**EXERCISE GOAL:**
Write the material out again in full, exactly.

Dataset excerpts on object pointing
--- Begin ---

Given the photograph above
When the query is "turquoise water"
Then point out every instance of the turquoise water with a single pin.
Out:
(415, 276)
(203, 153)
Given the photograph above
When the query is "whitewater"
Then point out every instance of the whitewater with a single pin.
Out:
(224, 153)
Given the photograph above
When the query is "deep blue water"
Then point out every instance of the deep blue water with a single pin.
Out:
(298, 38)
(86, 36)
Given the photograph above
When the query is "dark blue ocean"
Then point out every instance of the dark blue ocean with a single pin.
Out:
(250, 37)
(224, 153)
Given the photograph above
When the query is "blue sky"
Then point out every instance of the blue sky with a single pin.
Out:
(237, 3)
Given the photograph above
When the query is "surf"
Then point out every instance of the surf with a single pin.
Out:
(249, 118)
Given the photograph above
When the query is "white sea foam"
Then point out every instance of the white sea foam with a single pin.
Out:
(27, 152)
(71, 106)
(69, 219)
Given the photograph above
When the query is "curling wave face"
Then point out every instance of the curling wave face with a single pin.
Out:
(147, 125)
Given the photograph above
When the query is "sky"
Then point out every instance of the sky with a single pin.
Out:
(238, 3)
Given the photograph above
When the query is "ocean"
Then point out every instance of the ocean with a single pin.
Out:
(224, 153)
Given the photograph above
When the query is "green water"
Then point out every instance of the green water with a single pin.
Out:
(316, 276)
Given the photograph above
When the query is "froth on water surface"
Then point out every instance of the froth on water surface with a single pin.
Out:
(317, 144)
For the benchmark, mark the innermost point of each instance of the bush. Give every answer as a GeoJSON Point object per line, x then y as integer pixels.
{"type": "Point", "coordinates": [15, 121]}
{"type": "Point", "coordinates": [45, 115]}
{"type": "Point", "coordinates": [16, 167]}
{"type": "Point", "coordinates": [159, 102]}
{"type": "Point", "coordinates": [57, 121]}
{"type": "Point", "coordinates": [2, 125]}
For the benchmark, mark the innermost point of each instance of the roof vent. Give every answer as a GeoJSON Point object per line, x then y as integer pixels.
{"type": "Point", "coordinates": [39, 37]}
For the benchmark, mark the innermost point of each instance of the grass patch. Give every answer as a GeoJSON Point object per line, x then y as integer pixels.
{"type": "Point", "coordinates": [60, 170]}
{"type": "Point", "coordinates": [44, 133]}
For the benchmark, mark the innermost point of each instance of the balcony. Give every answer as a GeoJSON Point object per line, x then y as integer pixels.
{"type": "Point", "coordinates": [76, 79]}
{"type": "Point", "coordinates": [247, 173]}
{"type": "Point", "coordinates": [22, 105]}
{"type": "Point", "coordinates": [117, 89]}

--- End ---

**ANSWER TO THE TASK:**
Given the photograph above
When the query is "turquoise water"
Then point out every instance of the turquoise water with a single pin.
Out:
(415, 276)
(203, 153)
Given the photograph above
When the query is "whitewater"
Then point out every instance of the whitewater with a single pin.
Out:
(224, 153)
Given the photograph above
When the query is "deep blue water"
Then point out every instance of the deep blue water with a single pin.
Out:
(298, 38)
(86, 36)
Given the photograph above
When the query is "dark blue ocean"
Then point out every instance of the dark blue ocean with a single pin.
Out:
(250, 37)
(224, 153)
Given the photograph above
When the query is "blue sky"
Then point out every instance of the blue sky with a single pin.
Out:
(237, 3)
Given the photograph above
When the query is "surf"
Then point out every instance of the surf with a single pin.
Out:
(249, 118)
Given the photograph above
When the query is "white sea foam"
Then point out every instance of the white sea foam with a single pin.
Out:
(27, 152)
(71, 106)
(69, 219)
Given the photograph above
When the query is "curling wave face"
Then point out every instance of the curling wave face with a single pin.
Out:
(147, 125)
Given the photograph above
When the query is "sky"
Then point out every instance of the sky with a single pin.
Out:
(238, 3)
Given the photograph above
When the query is "ocean"
Then point out every instance of the ocean with a single pin.
Out:
(224, 153)
Given the photograph above
When the query is "green water"
Then point out every instance of the green water with a single pin.
Out:
(316, 276)
Given the photograph above
When the query is "froth on water surface"
Then point out every instance of the froth on water surface with a single pin.
Out:
(317, 144)
For the benchmark, mark the innermost point of each instance of the bush. Give every answer as a GeoJSON Point object per line, x then y as integer pixels.
{"type": "Point", "coordinates": [15, 121]}
{"type": "Point", "coordinates": [45, 115]}
{"type": "Point", "coordinates": [16, 167]}
{"type": "Point", "coordinates": [159, 102]}
{"type": "Point", "coordinates": [57, 121]}
{"type": "Point", "coordinates": [2, 125]}
For the benchmark, mark the innermost point of each instance of the roof vent. Give every answer as a GeoJSON Point object per line, x then y as integer pixels.
{"type": "Point", "coordinates": [39, 37]}
For the benchmark, mark the innermost point of each instance of the grass patch. Give every answer as a GeoJSON Point object per line, x then y as integer pixels.
{"type": "Point", "coordinates": [60, 170]}
{"type": "Point", "coordinates": [44, 133]}
For the benchmark, mark the innermost point of each instance of the balcony. Give every answer as a GeoJSON Point object per line, x then y as integer pixels.
{"type": "Point", "coordinates": [76, 79]}
{"type": "Point", "coordinates": [247, 173]}
{"type": "Point", "coordinates": [22, 105]}
{"type": "Point", "coordinates": [117, 89]}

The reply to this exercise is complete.